Para París y Berlín, la UE es un matrimonio en régimen de gananciales en el que cada cónyuge aporta lo que el otro no puede permitirse, y el resto les sigue de mejor o peor gana. Francia pone el liderazgo diplomático, militar y político. Alemania pone el dinero. La fuerza de un bloque de 150 millones de habitantes y el 40% del PIB de la UE supone, en la práctica, que nada se mueve en Bruselas sin el visto bueno de París y Berlín.

Los británicos, para los que oponerse a la hegemonía de un solo actor en Europa fue el eje rector de su política exterior durante siglos, entendieron que participar en la integración europea era la mejor forma de evitar la preponderancia francoalemana en el continente y de marcar los ritmos de la integración.

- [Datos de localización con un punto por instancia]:
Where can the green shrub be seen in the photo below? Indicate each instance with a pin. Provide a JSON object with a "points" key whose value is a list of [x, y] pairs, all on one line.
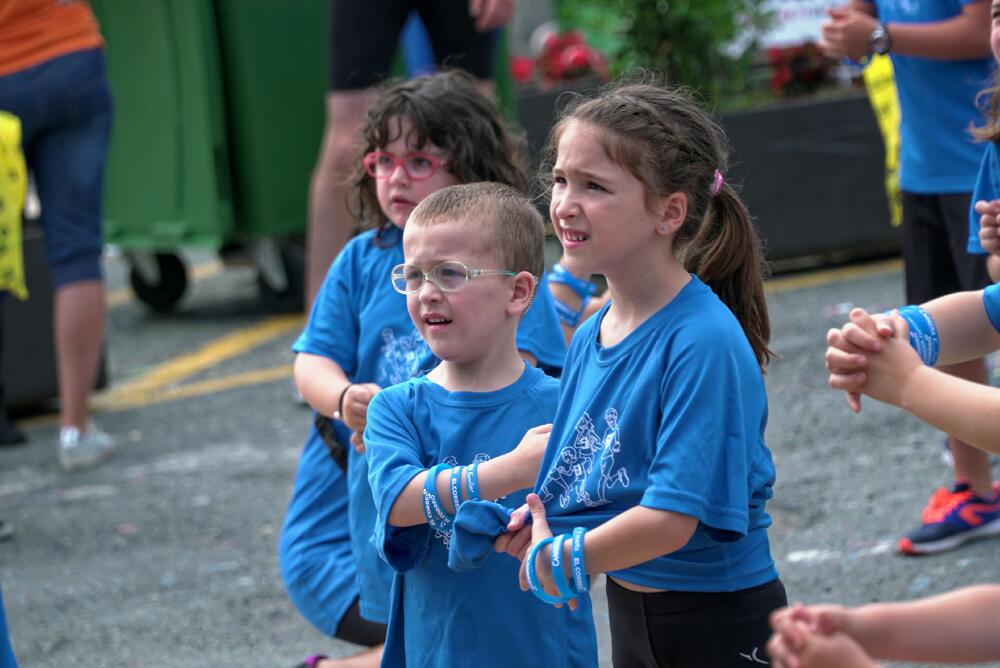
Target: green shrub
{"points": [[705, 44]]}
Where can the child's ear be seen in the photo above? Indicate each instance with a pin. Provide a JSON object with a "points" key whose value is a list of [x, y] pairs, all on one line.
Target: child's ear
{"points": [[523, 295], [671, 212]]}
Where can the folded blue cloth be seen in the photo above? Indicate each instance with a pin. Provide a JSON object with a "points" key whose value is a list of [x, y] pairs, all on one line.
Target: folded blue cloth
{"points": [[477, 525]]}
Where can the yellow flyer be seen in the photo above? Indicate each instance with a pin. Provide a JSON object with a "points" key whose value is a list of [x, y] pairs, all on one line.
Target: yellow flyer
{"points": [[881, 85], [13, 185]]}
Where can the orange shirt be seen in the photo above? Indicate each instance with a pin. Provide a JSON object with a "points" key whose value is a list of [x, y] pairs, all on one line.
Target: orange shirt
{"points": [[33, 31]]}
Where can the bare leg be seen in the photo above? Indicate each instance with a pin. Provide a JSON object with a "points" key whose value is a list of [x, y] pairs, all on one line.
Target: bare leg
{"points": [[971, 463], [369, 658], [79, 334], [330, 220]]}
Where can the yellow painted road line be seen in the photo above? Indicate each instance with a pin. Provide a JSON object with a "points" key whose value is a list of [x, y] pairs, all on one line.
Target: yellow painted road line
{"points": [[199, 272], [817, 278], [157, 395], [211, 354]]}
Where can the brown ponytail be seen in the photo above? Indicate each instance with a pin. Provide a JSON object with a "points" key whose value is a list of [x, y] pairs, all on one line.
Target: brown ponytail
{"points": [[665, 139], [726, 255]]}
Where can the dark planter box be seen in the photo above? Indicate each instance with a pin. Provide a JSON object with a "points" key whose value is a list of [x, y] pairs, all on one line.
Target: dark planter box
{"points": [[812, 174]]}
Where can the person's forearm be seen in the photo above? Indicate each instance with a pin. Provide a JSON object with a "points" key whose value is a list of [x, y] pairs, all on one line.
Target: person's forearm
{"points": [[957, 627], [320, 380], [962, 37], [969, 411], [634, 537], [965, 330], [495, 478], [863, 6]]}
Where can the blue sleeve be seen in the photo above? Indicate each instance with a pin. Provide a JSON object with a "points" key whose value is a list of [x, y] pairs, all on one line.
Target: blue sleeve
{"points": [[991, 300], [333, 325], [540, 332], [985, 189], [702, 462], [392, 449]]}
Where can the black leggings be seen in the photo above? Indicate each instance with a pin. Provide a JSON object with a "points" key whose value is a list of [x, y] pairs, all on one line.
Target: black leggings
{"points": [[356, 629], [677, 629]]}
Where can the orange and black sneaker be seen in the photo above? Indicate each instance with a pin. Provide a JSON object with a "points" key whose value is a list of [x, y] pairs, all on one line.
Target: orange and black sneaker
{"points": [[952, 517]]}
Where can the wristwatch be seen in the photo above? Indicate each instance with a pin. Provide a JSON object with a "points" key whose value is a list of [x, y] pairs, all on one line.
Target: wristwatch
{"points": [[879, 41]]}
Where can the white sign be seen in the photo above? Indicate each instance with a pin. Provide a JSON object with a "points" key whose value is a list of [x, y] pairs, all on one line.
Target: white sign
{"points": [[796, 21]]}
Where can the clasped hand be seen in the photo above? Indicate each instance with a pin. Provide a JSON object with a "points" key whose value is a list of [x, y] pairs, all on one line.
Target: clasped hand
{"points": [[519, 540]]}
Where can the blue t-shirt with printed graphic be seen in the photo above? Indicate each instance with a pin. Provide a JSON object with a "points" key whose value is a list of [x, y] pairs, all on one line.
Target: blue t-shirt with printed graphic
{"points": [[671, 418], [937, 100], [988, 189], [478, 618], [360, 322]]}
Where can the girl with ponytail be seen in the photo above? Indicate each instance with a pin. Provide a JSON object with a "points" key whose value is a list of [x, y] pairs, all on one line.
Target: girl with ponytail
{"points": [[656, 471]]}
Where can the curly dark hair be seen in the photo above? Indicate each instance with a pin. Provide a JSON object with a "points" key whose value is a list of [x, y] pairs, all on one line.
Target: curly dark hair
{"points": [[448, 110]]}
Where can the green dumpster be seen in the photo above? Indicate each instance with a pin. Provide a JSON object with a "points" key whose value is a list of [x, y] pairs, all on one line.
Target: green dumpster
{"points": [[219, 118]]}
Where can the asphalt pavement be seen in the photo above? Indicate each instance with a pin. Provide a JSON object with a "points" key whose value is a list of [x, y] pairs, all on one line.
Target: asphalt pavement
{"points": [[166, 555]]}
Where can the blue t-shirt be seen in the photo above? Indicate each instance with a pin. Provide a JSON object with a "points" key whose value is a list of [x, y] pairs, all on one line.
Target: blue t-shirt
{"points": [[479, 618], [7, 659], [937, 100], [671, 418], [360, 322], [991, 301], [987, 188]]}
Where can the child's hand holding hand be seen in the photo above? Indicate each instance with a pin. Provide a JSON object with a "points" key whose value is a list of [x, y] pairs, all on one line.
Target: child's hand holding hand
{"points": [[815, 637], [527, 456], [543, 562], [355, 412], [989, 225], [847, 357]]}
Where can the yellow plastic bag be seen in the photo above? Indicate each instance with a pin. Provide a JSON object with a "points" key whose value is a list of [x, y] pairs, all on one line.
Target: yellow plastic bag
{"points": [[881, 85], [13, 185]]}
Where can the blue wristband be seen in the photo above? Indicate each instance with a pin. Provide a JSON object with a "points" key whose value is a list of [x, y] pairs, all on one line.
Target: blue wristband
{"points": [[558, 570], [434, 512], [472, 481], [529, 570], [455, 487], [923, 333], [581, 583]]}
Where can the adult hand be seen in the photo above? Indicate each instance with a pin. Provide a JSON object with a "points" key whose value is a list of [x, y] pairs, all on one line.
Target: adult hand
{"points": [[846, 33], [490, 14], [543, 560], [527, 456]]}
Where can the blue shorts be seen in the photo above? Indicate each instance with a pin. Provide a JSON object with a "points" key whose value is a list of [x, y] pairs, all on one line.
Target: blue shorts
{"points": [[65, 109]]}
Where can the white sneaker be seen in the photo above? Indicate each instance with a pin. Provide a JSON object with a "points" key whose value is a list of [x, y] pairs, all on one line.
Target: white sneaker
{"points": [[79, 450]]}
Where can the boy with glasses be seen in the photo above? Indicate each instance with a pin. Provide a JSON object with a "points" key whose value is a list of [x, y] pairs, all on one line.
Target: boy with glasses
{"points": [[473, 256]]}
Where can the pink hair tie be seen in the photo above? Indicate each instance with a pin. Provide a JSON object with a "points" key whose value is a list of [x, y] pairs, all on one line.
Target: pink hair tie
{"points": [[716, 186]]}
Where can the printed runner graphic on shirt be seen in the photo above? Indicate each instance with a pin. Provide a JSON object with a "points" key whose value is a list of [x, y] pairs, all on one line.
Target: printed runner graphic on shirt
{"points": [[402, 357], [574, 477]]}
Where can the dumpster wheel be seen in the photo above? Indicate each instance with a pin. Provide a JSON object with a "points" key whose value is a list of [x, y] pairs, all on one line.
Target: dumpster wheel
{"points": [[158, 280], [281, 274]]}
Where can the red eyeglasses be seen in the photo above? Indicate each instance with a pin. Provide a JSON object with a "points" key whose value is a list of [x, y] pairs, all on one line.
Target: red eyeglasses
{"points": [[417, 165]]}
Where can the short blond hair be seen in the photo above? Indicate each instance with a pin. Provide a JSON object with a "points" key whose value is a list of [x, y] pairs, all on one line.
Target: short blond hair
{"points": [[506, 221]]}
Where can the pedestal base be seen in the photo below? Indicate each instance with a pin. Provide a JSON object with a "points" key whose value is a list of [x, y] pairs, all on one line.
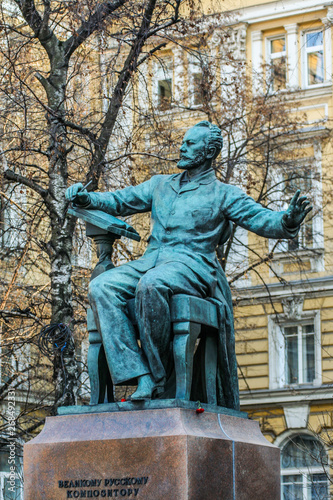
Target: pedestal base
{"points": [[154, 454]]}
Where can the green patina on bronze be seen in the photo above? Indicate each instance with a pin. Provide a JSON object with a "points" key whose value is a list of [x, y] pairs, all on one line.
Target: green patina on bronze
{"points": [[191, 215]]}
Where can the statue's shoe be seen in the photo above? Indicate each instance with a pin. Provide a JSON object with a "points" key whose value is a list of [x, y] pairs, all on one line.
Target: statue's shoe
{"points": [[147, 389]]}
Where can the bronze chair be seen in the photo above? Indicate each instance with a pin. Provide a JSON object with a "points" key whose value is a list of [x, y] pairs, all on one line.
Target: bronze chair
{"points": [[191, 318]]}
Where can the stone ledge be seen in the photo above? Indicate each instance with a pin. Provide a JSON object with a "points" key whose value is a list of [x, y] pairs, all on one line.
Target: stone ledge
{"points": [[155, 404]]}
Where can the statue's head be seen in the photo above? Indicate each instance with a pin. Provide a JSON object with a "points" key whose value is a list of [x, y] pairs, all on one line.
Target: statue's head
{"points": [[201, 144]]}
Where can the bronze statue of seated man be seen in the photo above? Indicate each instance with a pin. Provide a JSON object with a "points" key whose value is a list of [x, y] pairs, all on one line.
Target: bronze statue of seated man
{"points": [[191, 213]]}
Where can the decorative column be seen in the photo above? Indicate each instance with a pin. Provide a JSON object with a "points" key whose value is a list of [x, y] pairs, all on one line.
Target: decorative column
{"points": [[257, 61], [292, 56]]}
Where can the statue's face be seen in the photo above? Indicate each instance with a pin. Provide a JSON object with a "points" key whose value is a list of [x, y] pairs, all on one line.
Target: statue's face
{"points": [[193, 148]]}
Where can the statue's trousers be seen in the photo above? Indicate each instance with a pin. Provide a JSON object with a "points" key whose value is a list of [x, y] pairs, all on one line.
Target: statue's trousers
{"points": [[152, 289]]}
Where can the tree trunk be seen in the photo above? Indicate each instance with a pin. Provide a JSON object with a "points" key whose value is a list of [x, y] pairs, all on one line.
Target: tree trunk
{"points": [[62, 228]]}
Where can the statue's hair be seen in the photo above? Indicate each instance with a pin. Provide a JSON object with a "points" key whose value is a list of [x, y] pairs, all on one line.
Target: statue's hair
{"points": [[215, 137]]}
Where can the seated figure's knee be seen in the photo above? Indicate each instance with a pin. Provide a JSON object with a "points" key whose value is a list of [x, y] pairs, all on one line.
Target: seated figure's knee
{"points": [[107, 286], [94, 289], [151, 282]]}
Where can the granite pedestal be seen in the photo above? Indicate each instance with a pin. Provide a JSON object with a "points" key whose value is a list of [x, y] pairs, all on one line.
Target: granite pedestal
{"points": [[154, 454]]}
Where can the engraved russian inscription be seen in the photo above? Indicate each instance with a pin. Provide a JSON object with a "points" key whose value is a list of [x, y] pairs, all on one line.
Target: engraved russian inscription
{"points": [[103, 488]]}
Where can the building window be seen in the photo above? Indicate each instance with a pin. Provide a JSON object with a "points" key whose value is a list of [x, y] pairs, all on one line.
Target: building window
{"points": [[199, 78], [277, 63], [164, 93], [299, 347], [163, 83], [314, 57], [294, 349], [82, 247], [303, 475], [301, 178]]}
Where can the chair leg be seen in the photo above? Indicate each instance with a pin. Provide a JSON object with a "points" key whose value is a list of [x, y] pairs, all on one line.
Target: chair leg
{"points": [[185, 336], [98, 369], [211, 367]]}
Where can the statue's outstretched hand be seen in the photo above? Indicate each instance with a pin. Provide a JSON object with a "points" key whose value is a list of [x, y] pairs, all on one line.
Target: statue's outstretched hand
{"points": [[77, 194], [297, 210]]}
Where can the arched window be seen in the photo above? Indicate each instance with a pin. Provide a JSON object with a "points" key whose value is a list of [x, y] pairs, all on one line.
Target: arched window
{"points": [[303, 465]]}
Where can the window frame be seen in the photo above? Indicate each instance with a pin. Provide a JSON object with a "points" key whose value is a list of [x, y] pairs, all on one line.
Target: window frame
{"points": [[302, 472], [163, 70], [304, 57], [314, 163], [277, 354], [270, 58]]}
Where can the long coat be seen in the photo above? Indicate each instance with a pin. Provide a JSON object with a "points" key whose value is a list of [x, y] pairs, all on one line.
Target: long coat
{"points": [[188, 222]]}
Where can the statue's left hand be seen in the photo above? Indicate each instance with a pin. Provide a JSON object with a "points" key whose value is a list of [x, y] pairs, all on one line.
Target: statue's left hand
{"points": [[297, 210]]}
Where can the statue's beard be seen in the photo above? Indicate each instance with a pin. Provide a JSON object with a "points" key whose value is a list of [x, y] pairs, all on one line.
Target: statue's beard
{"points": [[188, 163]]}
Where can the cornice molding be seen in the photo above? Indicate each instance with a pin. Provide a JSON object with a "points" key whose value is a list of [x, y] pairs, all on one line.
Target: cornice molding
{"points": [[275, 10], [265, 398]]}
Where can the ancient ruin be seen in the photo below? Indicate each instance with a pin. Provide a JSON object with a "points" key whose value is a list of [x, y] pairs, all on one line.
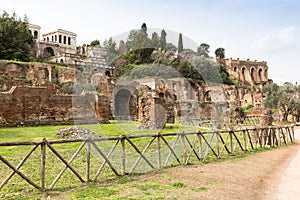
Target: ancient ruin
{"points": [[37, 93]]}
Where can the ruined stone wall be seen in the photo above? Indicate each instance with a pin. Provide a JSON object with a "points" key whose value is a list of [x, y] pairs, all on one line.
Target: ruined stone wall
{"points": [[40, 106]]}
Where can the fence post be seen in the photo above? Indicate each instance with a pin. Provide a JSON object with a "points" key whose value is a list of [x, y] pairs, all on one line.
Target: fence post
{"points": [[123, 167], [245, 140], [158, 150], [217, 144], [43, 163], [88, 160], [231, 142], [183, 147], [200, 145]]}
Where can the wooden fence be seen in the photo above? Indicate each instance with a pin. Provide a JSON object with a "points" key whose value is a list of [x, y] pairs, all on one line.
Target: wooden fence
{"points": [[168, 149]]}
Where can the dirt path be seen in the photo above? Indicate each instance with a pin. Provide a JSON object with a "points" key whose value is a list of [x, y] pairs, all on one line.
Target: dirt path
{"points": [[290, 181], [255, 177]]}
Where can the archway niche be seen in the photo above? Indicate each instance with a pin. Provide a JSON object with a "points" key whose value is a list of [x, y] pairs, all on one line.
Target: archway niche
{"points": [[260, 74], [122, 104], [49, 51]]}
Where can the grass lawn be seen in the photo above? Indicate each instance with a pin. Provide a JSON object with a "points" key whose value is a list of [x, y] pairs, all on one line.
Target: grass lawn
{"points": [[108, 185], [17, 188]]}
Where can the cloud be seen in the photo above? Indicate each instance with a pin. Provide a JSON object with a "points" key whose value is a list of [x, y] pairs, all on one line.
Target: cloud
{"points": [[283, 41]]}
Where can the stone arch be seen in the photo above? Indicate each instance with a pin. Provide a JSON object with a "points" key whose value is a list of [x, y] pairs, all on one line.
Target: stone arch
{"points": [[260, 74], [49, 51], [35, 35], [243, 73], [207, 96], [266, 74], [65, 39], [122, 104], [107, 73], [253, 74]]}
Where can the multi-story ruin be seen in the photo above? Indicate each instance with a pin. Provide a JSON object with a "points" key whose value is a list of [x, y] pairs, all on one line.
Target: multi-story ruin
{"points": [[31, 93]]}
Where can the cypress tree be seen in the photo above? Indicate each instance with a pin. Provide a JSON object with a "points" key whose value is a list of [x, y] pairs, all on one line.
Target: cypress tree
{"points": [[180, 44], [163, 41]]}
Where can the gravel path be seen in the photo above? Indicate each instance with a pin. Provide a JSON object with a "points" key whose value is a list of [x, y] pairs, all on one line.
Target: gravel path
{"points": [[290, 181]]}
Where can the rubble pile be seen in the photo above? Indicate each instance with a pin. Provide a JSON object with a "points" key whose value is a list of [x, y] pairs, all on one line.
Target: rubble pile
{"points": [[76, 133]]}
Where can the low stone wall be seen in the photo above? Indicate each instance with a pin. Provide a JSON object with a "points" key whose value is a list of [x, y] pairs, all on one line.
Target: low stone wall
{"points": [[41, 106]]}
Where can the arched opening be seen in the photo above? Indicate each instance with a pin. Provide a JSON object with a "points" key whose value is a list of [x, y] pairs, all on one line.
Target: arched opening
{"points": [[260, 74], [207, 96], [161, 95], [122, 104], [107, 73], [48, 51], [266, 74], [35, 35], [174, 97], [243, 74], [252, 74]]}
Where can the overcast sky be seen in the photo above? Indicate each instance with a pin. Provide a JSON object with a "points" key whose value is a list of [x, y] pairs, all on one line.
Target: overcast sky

- [Tarea requerida]:
Traduce al inglés esta oración del extracto sobre la relación entre Francia y Alemania en la UE: "Francia pone el liderazgo diplomático, militar y político."

- [Respuesta escrita]:
France provides the diplomatic, military and political leadership.